··· Trecho do texto ···

O major Marcelino fornece essa receita ao governador lá por volta de metade do século passado. Ora, pelo que sei, até meados deste século a moqueca preparada de uma forma aproximada como a atual ainda não era um prato muito aceito. Para quem não sabe, os divulgadores da moqueca têm até os seus mártires. Certa ocasião, uma pessoa amiga me contou que, nos idos dos anos quarenta, num almoço oferecido numa daquelas antigas casas da Praia do Canto com seus vastos pomares, ocorreu um fato marcante. A mesa do almoço ficava debaixo de um arvoredo e a cozinha também foi improvisada no quintal. Era um almoço para muita gente e o anfitrião, ele próprio, iria fazer o que, na época, se chamava de peixada. Sei, sei, o resto é peixada, etc. Mas isto foi depois. O fato é que, queiramos ou não, a nossa sagrada moqueca era chamada assim naquela época. Porém, esse almoço acabou não acontecendo porque, quando o peixe começou a ferver dentro da panela de barro, o anfitrião, autor da obra-prima, ficou tão emocionado que teve um enfarte e precisou ir para o hospital. Segundo meu amigo, esse cidadão recuperou a saúde e ainda comeu muitas moquecas mas nunca mais se atreveu a entrar nos domínios da preparação desse prato que, entre outras dezenas de virtudes, tem uma essencial, isto é, não leva azeite de dendê.

··· Material apresentado ···

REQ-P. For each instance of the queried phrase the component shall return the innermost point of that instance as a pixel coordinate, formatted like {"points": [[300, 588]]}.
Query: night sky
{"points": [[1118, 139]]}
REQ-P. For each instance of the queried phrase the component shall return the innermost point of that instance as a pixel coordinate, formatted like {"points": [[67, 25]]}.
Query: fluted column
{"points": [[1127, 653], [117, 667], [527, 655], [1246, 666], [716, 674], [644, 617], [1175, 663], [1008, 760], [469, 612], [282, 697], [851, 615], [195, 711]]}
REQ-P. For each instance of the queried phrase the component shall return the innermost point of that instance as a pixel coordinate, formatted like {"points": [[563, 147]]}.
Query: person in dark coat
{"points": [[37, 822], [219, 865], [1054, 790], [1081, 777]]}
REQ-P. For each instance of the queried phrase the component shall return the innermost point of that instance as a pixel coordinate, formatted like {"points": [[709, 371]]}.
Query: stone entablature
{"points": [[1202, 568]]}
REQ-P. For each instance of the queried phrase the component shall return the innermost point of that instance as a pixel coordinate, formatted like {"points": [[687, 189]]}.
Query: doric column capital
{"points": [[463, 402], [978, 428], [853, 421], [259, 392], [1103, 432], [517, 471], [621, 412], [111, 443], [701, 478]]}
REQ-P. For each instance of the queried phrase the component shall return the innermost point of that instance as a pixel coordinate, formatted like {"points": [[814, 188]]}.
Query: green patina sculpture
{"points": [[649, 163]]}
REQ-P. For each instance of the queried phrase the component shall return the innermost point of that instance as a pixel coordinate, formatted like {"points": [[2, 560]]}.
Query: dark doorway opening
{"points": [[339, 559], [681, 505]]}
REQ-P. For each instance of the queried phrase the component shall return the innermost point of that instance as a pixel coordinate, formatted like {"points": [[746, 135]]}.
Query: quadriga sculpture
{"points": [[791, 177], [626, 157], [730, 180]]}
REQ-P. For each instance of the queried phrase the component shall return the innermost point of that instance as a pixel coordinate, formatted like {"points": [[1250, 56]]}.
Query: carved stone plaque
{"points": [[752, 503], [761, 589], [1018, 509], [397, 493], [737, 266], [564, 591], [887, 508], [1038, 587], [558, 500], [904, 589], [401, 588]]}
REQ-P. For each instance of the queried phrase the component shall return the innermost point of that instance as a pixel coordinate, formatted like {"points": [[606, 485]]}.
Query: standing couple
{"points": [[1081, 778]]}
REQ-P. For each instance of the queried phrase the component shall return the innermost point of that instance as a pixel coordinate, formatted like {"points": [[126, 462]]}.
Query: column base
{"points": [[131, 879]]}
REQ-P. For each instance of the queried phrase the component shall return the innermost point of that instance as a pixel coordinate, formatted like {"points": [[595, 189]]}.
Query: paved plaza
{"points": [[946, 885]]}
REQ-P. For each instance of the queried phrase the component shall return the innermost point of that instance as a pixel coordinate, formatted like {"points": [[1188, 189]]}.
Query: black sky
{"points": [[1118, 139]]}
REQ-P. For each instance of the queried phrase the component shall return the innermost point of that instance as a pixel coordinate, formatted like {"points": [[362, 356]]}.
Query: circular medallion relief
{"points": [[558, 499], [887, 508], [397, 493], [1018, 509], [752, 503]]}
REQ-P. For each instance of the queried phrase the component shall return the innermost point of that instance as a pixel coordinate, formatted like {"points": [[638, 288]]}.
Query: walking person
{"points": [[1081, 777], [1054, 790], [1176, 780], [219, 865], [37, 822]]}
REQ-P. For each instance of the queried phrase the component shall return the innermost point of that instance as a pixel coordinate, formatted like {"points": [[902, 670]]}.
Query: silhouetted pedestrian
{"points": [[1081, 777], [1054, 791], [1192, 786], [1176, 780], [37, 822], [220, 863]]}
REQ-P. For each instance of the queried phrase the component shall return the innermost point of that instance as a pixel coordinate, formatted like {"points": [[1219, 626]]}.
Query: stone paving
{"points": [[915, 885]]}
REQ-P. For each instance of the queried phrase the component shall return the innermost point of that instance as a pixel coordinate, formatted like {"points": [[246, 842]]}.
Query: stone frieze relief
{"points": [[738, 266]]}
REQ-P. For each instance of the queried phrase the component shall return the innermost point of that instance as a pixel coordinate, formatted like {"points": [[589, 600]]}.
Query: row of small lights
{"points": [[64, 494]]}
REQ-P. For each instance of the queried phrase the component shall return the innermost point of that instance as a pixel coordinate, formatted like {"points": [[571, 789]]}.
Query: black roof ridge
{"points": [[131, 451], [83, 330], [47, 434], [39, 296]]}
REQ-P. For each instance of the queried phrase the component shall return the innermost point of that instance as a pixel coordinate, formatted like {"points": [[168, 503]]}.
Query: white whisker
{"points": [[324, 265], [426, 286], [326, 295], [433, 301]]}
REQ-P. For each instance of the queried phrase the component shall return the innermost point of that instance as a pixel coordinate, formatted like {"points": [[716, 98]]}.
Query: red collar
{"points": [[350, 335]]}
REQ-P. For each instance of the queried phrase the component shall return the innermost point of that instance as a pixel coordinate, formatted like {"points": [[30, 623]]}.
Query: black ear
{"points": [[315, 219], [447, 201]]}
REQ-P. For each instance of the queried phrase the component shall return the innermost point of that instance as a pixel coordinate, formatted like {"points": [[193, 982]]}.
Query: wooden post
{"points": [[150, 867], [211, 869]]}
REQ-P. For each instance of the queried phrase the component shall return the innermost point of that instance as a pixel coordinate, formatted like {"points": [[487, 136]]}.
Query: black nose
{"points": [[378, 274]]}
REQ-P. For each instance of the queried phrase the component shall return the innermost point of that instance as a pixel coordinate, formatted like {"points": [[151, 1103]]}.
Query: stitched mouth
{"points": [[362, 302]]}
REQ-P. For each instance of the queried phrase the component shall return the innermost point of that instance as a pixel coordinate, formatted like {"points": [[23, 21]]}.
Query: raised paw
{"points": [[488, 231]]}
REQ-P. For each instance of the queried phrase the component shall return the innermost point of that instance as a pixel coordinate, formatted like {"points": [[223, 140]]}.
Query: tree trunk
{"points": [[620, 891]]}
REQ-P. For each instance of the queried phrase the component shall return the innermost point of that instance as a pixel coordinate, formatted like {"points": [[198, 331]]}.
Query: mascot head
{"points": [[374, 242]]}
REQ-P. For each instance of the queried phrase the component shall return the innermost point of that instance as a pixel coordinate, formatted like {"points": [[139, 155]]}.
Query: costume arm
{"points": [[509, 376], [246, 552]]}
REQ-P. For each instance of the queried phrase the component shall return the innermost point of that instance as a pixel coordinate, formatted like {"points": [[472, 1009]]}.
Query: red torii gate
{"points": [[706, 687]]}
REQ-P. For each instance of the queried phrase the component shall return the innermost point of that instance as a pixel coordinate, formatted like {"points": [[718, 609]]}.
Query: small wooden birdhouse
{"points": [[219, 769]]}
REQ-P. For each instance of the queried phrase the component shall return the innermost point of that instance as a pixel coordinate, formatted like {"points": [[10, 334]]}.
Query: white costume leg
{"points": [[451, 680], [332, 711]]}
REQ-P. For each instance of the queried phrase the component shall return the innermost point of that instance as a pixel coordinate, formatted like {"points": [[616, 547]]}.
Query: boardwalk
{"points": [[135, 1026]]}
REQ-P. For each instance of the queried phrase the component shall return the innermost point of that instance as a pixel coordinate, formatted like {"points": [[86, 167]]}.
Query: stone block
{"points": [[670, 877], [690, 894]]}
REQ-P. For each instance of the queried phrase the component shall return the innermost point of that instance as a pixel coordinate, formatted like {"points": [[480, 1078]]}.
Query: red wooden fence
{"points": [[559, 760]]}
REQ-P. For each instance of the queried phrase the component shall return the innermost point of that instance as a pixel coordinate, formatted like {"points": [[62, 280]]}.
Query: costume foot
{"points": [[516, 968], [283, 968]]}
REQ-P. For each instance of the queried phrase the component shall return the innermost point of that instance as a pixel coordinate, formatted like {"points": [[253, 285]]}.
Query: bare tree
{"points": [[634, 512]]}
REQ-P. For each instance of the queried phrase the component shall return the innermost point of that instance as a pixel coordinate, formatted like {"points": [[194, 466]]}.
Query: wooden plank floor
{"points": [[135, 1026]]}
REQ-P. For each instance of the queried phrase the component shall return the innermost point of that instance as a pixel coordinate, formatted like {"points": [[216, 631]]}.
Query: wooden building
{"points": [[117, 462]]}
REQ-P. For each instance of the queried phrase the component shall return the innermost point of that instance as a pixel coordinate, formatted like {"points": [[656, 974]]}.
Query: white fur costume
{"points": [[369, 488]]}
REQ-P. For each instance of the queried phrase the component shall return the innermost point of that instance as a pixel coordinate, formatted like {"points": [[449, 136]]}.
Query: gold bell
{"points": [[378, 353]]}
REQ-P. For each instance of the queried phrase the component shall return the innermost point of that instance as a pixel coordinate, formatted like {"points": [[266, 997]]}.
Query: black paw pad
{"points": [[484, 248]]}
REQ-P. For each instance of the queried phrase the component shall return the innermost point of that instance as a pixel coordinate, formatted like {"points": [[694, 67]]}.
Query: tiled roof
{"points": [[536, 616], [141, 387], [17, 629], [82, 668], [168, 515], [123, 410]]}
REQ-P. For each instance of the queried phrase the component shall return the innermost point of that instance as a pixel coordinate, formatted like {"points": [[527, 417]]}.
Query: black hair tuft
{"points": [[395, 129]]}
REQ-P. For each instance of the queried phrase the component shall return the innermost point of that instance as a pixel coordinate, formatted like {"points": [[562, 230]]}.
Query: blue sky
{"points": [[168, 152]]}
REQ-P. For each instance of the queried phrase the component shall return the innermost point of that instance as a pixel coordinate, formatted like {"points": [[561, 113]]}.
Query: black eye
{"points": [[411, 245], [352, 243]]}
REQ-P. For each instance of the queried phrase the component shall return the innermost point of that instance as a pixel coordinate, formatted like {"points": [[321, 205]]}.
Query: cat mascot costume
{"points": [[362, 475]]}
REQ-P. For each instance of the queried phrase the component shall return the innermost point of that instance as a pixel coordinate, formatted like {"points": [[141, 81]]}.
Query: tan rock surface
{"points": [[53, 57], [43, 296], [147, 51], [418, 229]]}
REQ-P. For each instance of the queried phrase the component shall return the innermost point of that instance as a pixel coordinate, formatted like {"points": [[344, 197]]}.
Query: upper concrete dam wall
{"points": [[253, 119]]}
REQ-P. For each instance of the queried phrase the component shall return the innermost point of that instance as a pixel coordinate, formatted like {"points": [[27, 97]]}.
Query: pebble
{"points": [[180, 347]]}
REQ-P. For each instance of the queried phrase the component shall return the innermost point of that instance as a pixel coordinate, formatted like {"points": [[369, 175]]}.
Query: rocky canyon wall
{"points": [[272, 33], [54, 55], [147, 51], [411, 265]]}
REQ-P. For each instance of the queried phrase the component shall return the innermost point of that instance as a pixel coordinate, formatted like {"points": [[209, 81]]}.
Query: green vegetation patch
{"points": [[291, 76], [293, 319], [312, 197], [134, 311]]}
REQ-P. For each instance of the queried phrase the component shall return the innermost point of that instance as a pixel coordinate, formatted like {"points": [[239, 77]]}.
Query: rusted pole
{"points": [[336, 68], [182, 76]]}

···

# Ação necessária
Dê a continuação do texto sobre a moqueca, começando logo após a última frase apresentada.

# Resposta ao exercício
A questão portanto é a seguinte: o prato leva ou não água adicional? Nas minhas primeiras averiguações constatei discordâncias. Não me meto na história porque, como um dos oriundi, a minha praia é outra e só me atrevo a dar palpite quando o assunto é polenta, macarrão e assemelhados. Quanto à moqueca capixaba, limito-me a comê-la e louvar os deuses por ter inspirado seus inventores.
Bom amigo Reinaldo, fica aqui o meu abraço. Espero ter respondido às questões pendentes. Quanto ao saldo de minha dívida com a revista, meus capitais são muito escassos para liquidá-lo. Fico no vermelho.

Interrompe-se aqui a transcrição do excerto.